The decision



Upper Tribunal
(Immigration and Asylum Chamber) Appeal Numbers: VA/25395/2012
VA/29443/2012
VA/29449/2012
VA/29451/2012
THE IMMIGRATION ACTS


Heard at Field House
Determination Promulgated
On 3 June 2013
On 5 June 2013




Before

UPPER TRIBUNAL JUDGE MOULDEN

Between

MRS SHAHIDA NASREEN
MISS IRSA AMNA
MISS ALISHAH FARJA
MR CHEEMA SARMAD
Appellants
and

ENTRY CLEARANCE OFFICER ABU DHABI
Respondent


Representation:

For the Appellants: Ms E Daykin of counsel instructed by Longfellow solicitors
For the Respondent: Mr C Avery a Senior Home Office Presenting Officer

DETERMINATION AND REASONS

1. The appellants are citizens of Pakistan born respectively on 1 January 1966, 24 February 1998, 20 July 2000 and 19 January 2009. The first appellant is the mother of the other appellants. I will refer to her as the appellant and to them as the appellants. They have been given permission to appeal the determination of First-Tier Tribunal Judge Goodrich who dismissed their appeals against the respondent's decisions of 10 July 2012 to refuse to grant them entry clearance to the United Kingdom as family visitors. The applications were refused under the provisions of paragraph 320(7B), 41 and 46 of the Immigration Rules. Their sponsor is the appellant's mother, Mrs Khursheed Bibi.

========

* TASK REQUIREMENTS *
Continue the tribunal determination above from its last sentence, writing the paragraphs that would come next.

A data block:
========

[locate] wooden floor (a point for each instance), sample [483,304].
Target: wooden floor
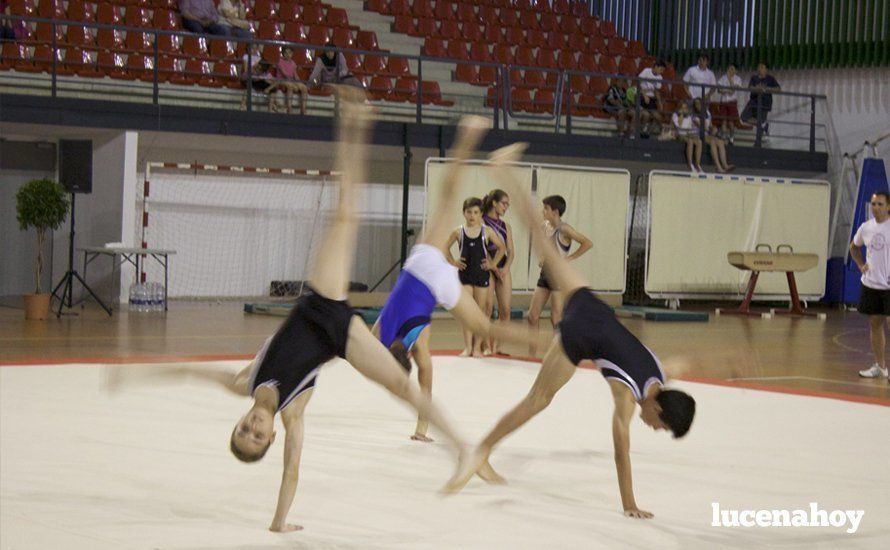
[795,355]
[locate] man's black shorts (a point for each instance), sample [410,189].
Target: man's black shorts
[873,301]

========

* THE RESULT *
2. The first reason for refusal was the respondent's conclusion that the appellant had used deception in connection with an application made on 16 July 2008. She had submitted a false bank statement and had not challenged this conclusion or the decision. Therefore, under paragraph 320(7B) of the Immigration Rules any subsequent application made before 16 July 2018 would be automatically refused. The second reason was that the evidence submitted did not provide an accurate picture of the appellant's and her husband's financial circumstances. If the appellant was to travel to the UK with her children but without her husband, leaving him in Pakistan, then his whereabouts and circumstances were not clear. The respondent concluded that the appellants had not shown that they had sufficient ties to Pakistan or that there was a sufficient incentive to leave the United Kingdom at the end of the proposed visit. Her application was also refused under the provisions of paragraph 41 (i) and (ii). The other appellants’ applications were refused under the provisions of paragraph 46.

3. The appellants appealed and the judge heard their appeals on 28 February 2013. Both parties were represented. The sponsor and her son attended the hearing. Because the interpreter "was not immediately available" the sponsor's written evidence was admitted without her being cross-examined. Her son gave oral evidence based on his written witness statement prepared that day.

4. The judge found that it was for the respondent to prove the allegation which formed the basis of the refusal under paragraph 320(7B) and that she had failed to do so. However, the judge went on to say that this did not amount to a finding that the bank statements submitted in July 2008 were genuine.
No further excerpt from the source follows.